(Data drawn from a collection)
□ □ □ □ □ □ □
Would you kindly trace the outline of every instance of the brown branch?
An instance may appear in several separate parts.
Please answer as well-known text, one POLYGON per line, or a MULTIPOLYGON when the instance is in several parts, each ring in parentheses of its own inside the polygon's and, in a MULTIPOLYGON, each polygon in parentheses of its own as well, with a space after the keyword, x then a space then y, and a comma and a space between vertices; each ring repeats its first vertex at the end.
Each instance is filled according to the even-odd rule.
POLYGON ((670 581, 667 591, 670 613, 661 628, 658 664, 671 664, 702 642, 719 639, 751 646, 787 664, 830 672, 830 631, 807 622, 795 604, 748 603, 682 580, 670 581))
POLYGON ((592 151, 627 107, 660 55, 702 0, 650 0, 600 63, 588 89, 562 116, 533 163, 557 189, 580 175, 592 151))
□ □ □ □ □ □ □
:: What is asked ::
Copy out every line of the records above word for word, with nothing changed.

:: Answer for this exercise ::
Would you kindly trace the outline of every instance of the brown branch?
An instance may appear in several separate parts.
Please answer as well-known text, one POLYGON per line, or a MULTIPOLYGON when the instance is in several parts, each ring in parentheses of its own inside the polygon's and, in a MULTIPOLYGON, each polygon in parentheses of its own as well, with a space after the keyword, x then a space then y, and a comma and a space between vertices; each ring repeats its first vertex at the end.
Each instance is filled according to the even-odd rule.
POLYGON ((670 581, 667 591, 670 613, 661 628, 658 664, 671 664, 702 642, 719 639, 751 646, 787 664, 830 672, 830 631, 807 622, 795 604, 748 603, 682 580, 670 581))
POLYGON ((592 151, 627 107, 660 55, 702 0, 650 0, 600 63, 588 89, 562 116, 533 163, 557 189, 580 175, 592 151))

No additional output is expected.